Page excerpt:
━━━━━━━━
It's naïve to blame Google for trying to make one of its services more social,
as this is the way people want it. I'm glad they implemented all those sharing
features. Now I have access to lots of interesting news, and can also share
them easily without all the "emailing" hassle.

------
robgough
I'm not really sure why you would _want_ to share what you're reading etc. I
certainly don't care what my friends are reading, why would I expect them to
care what I'm reading.

A setting to turn off all the social features would be lovely!

------
DannoHung
I like the sharing items stuff (as long as your friends don't share like, a
dozen items every day) and starring something for later is just an extension
of the GMail capacity.

I could do without the "cool" button though.

------
darwinw
I hate the new feature to the core. I don't really care if someone down in new
mexico likes what I'm currently reading. Plus, why do they feel like promoting
the new feature straight in your face (it's just downright annoying). and to
add salt to the wound, i've actually spent a few minutes googling how to
disable it (apparently there's no way you can disable it, easily, yet). so I'm
actually glad people seem to hate it.

------
jdbeast00
i haven't read the article or checked my google reader, but I have always
thought that the thing RSS was missing was social capabilities. this is why
sites like yc are such a big hit, there is a need for this on the internet.
RSS + voting for stories is great as far as i'm concerned, just give people
the ability to turn it off if they don't like it.

------
mcella
I switched from bloglines to google reader two years ago, greader evolved in
the wrong direction imho, I was expecting a gmail like experience but every
new update adds nothing to usability... is there something new to try that
let's me really focus on my feeds?

------
Musashi
It certainly is getting a little silly. But I am glad that there is some added
control on the sharing front.
━━━━━━━━
Data section:
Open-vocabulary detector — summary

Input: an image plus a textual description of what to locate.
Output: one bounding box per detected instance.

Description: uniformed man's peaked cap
━━━━━━━━
Update the part of the thread that opens with "It's naïve to" and closes with "would be lovely!", replacing "friends" with "coworkers". Rely on the thread alone, not on the data.

It's naïve to blame Google for trying to make one of its services more social,
as this is the way people want it. I'm glad they implemented all those sharing
features. Now I have access to lots of interesting news, and can also share
them easily without all the "emailing" hassle.

------
robgough
I'm not really sure why you would _want_ to share what you're reading etc. I
certainly don't care what my coworkers are reading, why would I expect them to
care what I'm reading.

A setting to turn off all the social features would be lovely!